- [Task to complete]
What is needed here is every line of the records that includes "photo".

(Records drawn from a dataset)
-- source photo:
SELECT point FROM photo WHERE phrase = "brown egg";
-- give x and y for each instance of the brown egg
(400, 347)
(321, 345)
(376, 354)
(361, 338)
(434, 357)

- [Task solution]
-- source photo:
SELECT point FROM photo WHERE phrase = "brown egg";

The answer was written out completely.